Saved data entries
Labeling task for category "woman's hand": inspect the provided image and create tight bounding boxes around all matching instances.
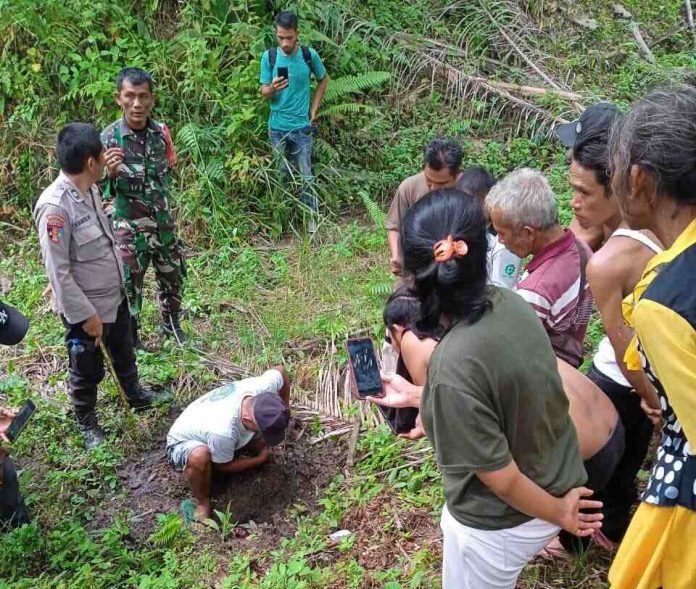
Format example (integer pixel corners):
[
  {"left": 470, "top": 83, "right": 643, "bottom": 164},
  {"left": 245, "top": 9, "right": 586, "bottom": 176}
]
[
  {"left": 640, "top": 398, "right": 661, "bottom": 428},
  {"left": 368, "top": 373, "right": 422, "bottom": 409},
  {"left": 557, "top": 487, "right": 603, "bottom": 537}
]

**PROBLEM REQUIREMENTS:**
Please retype the records above exactly, leaving every image out.

**ANSWER TO THE PROBLEM:**
Labeling task for category "woman's hand": inspect the provided image and create tight bounding boxes around all matching instances.
Format example (integer pixel corners):
[
  {"left": 470, "top": 83, "right": 643, "bottom": 164},
  {"left": 245, "top": 9, "right": 586, "bottom": 176}
]
[
  {"left": 640, "top": 398, "right": 661, "bottom": 428},
  {"left": 368, "top": 373, "right": 422, "bottom": 409},
  {"left": 557, "top": 487, "right": 603, "bottom": 537}
]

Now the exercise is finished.